## Instructions to follow
Return a verbatim reproduction of each line, starting at the line with "# test: pointer marks one dot per instance of the egg" and ending at the last line of the listing below.

_ _ _ _ _ _ _

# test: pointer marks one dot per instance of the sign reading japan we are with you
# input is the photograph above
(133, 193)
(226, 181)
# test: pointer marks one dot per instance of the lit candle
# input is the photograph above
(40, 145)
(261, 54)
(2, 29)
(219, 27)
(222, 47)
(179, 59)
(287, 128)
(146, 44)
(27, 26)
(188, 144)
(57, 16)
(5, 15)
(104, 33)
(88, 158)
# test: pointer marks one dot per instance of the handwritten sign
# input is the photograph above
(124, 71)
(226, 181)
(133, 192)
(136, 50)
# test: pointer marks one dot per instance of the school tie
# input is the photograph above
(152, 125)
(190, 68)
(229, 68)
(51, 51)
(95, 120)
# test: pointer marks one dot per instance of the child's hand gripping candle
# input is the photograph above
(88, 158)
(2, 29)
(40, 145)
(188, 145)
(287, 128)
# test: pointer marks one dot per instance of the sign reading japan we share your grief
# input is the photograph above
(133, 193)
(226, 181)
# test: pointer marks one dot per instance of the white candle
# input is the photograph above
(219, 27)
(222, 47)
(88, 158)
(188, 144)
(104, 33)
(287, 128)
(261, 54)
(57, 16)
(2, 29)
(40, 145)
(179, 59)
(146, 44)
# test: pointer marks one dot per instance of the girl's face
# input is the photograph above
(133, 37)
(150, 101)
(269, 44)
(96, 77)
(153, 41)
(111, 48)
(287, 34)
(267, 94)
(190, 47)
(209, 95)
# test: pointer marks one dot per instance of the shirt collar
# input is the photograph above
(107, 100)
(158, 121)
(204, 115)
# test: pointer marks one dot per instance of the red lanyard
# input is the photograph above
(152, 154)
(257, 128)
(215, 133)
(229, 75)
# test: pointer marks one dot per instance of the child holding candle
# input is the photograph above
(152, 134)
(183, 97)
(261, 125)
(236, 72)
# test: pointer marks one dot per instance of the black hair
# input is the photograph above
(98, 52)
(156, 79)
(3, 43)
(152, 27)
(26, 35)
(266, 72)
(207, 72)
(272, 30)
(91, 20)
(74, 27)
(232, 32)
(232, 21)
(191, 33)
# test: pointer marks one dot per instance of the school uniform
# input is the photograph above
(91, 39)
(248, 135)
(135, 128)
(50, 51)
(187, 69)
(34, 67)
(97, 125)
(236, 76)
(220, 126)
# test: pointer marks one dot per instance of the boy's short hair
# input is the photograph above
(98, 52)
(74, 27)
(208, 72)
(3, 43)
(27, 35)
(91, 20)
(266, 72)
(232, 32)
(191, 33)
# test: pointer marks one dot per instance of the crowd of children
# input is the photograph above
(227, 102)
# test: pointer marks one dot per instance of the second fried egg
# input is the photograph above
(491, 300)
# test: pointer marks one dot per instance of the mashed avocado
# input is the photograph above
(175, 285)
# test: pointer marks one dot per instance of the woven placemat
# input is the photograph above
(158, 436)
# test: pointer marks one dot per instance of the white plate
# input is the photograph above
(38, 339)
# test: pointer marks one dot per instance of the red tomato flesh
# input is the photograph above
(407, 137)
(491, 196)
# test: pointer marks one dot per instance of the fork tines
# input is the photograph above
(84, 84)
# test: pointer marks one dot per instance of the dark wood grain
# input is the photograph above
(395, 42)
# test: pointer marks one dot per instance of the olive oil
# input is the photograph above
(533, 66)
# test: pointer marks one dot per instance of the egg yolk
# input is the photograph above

_ _ _ _ _ _ _

## Exercise output
# test: pointer marks one dot per instance of the egg yolk
# input is the photograph above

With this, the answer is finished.